* SELECTED EXCERPT
——————————

Yet, like many Americans, who are poorly informed about Canada, I tended to perceive Canada for the most part through its expatriates: those Canadians who have met with outstanding success in the United States—Saul Bellow, John Kenneth Galbraith, Peter Jennings, Senator Sam Hayakawa—and whose achievements have led to a great respect in America for Canadians as a whole. I have admired,
too, the successes of those who chose to remain and work in Canada, not least my fellow writers Pierre Berton, Margaret Atwood, Mordecai Richler and Morley Callaghan.

I did have one other contact with Canada, but it was personal. Once at a countryside picnic in Pennsylvania, where the Micheners of the world convened to celebrate the glories of their supposedly distinguished past, I met by accident my cousin the Right Honourable Roland Michener, the governor general of Canada, and we locals felt a bit puffed up.

——————————

Object point labels

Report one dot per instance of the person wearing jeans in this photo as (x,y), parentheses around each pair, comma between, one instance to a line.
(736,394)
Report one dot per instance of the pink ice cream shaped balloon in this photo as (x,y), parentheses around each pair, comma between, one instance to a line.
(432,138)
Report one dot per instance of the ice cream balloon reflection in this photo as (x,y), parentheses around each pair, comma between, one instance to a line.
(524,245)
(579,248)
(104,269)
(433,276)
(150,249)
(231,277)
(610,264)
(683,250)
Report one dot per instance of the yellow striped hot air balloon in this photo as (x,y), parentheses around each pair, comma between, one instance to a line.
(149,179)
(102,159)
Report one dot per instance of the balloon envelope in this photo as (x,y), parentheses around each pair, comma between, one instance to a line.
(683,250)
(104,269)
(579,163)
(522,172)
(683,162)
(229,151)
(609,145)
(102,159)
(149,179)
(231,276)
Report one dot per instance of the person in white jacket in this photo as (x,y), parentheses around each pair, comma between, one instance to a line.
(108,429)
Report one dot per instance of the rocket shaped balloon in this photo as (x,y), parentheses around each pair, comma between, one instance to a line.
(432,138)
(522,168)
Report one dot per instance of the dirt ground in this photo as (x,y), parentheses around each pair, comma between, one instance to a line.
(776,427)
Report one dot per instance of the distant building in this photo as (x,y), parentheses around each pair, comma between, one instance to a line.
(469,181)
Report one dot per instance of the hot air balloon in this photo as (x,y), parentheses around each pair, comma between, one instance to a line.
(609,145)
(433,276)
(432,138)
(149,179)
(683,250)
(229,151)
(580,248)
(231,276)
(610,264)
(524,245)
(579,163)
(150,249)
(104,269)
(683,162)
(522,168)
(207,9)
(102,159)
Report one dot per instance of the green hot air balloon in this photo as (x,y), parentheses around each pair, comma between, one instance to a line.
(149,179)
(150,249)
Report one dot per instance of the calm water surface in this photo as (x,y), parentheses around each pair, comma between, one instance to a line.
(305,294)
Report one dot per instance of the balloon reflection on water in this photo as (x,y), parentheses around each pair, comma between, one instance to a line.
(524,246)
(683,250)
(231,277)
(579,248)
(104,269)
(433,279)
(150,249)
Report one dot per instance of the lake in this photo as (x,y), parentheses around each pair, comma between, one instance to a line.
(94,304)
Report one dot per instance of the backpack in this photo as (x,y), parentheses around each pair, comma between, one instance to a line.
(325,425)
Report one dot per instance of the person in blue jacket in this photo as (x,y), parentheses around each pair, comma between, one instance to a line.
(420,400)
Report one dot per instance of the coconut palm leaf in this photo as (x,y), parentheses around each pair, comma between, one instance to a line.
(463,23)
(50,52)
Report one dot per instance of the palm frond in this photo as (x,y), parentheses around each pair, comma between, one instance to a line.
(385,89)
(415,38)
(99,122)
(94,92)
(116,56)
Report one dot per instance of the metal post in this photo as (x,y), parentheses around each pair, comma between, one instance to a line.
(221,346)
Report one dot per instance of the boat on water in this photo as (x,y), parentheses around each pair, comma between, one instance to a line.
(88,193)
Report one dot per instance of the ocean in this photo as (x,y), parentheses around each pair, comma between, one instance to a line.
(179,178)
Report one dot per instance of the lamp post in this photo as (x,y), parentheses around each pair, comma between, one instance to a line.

——————————

* STATED TASK A
Name the writers in the passage about Canada who chose to stay and work in Canada.
* STATED TASK B
In the passage about Canada, where did the writer meet Roland Michener?
* STATED TASK C
Write the next part of the passage about Canada, beginning after its final sentence.
The records are separate material and have nothing to do with the passage about Canada.

* WRITTEN RESPONSE A
Pierre Berton, Margaret Atwood, Mordecai Richler, Morley Callaghan

* WRITTEN RESPONSE B
At a countryside picnic in Pennsylvania.

* WRITTEN RESPONSE C
My interest in things Canadian never diminished, and whenever I came upon someone in my travels who was familiar with the country, I engaged in long conversations about political changes, life in the western provinces and especially adventures in the arctic. So it was inevitable that when I began seriously to contemplate a novel on Alaska, I would spend considerable time pondering how to fit in a Canadian contribution. And, of course, there was always the vivid memory of that woman gold-seeker in Edmonton.

—

When I began constructing the intellectual outline of my novel
Alaska
, I had three special desires beyond the obvious ones that would have to be treated in any fictional work on that region. I wanted to help the American public to think intelligently about the arctic, where large portions of future international history might well focus; I wanted to remind my readers that Russia had held Alaska for a longer period, 127 years (1741 through 1867 inclusive), than the United States had held it, 122 years (1867 through 1988); and I particularly desired to acquaint Americans with the role that neighboring Canada had played and still does play in Alaskan history.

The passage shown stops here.